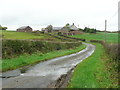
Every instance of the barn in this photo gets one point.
(24, 29)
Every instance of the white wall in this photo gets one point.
(119, 15)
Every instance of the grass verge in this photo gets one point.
(92, 72)
(23, 60)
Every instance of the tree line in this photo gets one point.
(3, 28)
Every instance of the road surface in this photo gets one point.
(45, 73)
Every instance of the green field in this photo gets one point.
(92, 72)
(23, 60)
(26, 35)
(111, 37)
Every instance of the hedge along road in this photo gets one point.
(45, 73)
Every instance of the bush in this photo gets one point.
(14, 48)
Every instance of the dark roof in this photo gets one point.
(23, 27)
(57, 28)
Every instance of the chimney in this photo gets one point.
(119, 16)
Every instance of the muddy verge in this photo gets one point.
(63, 81)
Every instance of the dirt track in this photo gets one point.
(45, 73)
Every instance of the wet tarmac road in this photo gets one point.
(45, 73)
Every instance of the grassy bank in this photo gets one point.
(111, 37)
(23, 60)
(15, 48)
(92, 72)
(27, 35)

■ ■ ■ ■

What you should do
Word for word, print all of the data; skip the pictures.

Solution to the problem
Every instance of the barn in this photo gets one point.
(24, 29)
Every instance of the white wall in this photo gets one point.
(119, 15)
Every instance of the grass verge in this photo gets one point.
(92, 72)
(23, 60)
Every instance of the tree line in this photo gets one point.
(3, 28)
Every instance of the road surface in this photo gets one point.
(45, 73)
Every instance of the green field in this photo gets one point.
(92, 72)
(23, 60)
(26, 35)
(111, 37)
Every instance of the hedge along road in this photo gets one point.
(45, 73)
Every instance of the bush in this photo gets one point.
(14, 48)
Every instance of the dark roof in this photo gets one point.
(23, 27)
(57, 28)
Every instance of the chimney in this photo gets one point.
(119, 16)
Every instance of the muddy verge in this photo gets one point.
(63, 81)
Every instance of the dirt track in this photo gets one point.
(45, 73)
Every instance of the wet tarmac road in this photo gets one point.
(45, 73)
Every instance of the grassy bank in this photo gets one point.
(111, 37)
(23, 60)
(15, 48)
(92, 72)
(27, 35)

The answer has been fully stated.